▶ [EXERCISE INSTRUCTIONS]:
Word for word, repeat the lines of the records from the one containing "of the purple" through the last line, both included.
* begin PROVIDED MATERIAL *
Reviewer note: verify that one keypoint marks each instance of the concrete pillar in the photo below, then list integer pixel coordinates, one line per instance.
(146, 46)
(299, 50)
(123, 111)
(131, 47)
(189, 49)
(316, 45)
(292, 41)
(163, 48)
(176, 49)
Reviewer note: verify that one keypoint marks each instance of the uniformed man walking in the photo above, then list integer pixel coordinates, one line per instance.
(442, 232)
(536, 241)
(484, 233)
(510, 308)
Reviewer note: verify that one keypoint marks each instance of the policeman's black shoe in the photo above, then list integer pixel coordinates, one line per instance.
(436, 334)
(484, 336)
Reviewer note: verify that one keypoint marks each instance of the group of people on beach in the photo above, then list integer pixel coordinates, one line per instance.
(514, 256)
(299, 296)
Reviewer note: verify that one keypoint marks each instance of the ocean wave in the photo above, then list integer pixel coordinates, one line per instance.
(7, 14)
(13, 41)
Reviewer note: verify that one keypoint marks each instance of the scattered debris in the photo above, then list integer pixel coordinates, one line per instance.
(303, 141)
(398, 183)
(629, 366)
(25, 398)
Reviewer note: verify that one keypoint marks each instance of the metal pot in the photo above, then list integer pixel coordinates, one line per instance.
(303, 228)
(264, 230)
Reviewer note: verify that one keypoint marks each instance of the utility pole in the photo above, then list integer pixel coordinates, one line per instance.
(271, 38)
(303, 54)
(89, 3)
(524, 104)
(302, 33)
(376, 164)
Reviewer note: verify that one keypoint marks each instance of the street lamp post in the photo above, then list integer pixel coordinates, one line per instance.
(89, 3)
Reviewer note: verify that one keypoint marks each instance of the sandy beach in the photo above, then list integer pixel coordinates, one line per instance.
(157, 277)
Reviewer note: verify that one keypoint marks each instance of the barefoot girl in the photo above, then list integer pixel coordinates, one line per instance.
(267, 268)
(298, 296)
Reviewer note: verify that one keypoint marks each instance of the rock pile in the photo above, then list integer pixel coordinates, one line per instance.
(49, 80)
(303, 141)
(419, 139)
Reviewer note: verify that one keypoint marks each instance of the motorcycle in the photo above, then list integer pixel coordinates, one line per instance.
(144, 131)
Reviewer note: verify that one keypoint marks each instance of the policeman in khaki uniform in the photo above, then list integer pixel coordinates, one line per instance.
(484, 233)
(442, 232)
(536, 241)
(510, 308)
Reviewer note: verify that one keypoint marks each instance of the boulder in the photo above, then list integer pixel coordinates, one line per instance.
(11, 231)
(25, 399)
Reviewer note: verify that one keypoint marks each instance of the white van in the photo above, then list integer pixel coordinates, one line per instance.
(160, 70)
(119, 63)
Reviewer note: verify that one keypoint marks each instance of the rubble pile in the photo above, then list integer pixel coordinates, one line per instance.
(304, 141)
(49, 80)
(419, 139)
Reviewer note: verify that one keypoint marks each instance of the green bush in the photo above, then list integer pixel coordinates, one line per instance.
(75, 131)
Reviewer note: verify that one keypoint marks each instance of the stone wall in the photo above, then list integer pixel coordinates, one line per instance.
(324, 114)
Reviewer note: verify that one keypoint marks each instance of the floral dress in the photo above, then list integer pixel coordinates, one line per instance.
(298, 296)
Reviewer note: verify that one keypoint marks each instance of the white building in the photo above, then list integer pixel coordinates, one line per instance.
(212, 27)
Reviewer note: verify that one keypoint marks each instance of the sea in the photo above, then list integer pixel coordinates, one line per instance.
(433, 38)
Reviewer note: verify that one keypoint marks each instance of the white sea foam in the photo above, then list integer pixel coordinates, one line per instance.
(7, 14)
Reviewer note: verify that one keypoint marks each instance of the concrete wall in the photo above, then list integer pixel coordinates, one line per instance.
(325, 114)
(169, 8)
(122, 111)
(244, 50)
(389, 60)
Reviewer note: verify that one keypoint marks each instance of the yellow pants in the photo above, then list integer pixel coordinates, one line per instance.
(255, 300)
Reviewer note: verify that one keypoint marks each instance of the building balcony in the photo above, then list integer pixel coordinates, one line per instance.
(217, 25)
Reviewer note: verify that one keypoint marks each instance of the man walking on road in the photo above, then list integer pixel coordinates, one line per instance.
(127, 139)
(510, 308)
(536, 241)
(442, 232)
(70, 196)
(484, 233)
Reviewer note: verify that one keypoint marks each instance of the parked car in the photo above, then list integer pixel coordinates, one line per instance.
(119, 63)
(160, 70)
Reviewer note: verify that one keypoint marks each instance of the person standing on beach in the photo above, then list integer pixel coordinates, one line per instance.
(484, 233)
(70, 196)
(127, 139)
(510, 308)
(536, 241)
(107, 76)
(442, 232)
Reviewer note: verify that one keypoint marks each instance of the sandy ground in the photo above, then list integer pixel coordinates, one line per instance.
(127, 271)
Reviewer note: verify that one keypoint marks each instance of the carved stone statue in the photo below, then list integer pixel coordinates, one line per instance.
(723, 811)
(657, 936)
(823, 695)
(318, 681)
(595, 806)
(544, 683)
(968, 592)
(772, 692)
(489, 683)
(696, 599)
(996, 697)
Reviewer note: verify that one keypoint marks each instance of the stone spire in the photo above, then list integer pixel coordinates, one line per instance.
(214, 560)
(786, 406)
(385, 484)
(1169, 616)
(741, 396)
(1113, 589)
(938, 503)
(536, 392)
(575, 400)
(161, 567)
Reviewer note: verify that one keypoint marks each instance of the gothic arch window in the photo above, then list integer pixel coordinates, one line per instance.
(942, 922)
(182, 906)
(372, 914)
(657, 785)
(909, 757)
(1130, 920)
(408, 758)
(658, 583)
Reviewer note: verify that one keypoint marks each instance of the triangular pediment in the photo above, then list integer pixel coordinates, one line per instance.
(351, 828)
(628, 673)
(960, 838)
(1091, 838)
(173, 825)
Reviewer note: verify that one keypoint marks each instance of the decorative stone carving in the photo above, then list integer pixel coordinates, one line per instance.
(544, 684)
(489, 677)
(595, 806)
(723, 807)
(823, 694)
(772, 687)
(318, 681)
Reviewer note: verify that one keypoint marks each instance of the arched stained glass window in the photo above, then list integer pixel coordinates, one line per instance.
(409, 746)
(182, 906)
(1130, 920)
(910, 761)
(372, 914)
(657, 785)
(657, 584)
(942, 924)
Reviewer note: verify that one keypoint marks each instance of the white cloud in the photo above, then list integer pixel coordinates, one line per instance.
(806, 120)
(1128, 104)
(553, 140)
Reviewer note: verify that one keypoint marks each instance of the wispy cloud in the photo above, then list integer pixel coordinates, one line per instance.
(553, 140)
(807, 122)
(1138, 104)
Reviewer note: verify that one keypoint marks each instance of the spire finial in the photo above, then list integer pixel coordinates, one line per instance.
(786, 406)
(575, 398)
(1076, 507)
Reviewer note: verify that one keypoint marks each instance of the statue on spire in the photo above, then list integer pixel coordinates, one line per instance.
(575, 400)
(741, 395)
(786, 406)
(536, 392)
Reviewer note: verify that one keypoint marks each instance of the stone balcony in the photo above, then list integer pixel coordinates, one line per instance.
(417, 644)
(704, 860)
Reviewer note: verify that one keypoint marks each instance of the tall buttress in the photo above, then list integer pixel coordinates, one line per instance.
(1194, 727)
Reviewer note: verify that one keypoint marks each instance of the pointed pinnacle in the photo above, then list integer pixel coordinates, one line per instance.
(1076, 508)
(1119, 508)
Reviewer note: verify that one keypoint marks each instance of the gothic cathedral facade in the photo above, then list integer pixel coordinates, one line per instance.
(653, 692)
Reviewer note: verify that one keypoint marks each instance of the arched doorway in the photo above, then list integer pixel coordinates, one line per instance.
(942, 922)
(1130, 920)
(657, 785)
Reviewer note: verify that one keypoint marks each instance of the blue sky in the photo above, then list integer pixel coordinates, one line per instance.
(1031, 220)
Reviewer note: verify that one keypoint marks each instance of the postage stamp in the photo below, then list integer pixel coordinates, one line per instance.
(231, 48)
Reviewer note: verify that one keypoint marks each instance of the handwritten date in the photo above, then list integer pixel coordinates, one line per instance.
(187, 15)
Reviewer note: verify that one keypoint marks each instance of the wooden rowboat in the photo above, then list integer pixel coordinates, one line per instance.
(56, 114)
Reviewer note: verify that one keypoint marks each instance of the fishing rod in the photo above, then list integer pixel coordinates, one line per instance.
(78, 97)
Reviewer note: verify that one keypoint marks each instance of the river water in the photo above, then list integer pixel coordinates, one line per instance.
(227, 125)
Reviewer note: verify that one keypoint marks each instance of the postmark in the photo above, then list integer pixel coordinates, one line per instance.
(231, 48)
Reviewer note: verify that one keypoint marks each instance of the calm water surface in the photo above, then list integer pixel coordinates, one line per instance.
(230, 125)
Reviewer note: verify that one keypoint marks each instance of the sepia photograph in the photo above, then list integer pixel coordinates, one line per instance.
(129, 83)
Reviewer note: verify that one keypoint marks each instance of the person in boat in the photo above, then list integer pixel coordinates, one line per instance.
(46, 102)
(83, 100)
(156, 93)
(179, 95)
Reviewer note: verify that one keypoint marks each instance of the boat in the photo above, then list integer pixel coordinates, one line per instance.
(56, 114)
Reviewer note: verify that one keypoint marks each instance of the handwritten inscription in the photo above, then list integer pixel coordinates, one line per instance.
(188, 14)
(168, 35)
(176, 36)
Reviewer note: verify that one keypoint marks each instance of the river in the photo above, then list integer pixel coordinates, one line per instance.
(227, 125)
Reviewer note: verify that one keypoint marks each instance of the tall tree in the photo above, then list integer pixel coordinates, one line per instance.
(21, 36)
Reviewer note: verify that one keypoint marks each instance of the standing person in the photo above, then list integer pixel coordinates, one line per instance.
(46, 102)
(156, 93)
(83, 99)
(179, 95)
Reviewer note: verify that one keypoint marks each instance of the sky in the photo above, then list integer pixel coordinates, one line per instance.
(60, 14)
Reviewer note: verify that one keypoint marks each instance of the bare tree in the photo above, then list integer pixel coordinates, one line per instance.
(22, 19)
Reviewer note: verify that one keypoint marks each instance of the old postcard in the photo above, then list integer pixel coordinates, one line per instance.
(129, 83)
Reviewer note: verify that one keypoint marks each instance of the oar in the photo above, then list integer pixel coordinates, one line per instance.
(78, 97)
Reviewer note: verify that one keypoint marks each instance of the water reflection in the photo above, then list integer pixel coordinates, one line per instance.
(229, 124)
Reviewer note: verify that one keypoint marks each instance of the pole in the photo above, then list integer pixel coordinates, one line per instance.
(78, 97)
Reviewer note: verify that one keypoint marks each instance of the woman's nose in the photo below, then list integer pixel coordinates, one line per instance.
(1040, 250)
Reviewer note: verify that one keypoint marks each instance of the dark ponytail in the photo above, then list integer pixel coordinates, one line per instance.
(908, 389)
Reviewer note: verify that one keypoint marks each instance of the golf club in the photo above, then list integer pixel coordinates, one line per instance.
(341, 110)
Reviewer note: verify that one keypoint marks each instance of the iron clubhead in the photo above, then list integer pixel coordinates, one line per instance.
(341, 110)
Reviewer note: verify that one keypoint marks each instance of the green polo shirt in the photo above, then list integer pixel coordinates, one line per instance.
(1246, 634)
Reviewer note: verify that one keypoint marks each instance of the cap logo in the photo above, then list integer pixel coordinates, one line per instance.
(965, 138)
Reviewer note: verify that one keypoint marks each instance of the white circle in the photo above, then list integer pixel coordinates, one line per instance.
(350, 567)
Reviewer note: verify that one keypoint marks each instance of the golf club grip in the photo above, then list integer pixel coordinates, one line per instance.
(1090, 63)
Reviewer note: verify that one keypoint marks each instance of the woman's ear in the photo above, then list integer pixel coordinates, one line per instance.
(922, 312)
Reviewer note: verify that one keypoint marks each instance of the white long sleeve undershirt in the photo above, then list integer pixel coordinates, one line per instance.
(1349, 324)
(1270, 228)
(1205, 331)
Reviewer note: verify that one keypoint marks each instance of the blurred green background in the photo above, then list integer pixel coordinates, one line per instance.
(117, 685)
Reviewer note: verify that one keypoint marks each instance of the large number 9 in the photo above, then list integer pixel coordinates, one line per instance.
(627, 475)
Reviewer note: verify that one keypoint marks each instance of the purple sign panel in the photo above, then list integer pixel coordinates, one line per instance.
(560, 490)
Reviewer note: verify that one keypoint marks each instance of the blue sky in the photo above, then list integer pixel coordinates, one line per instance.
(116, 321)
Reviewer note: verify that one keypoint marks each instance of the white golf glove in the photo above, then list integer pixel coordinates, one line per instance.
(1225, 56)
* end PROVIDED MATERIAL *
▶ [FINISHED ANSWER]:
Reviewer note: verify that one keypoint marks each instance of the purple sign panel in the photo above, then list integer pixel coordinates, one line per instance.
(560, 490)
Reviewer note: verify that one keypoint marks each instance of the blue sky in the photo above, then list integer pixel coordinates, one line per instance.
(116, 321)
Reviewer note: verify that one keypoint marks each instance of the white golf glove in the photo above, then list integer pixel coordinates, one line per instance.
(1225, 56)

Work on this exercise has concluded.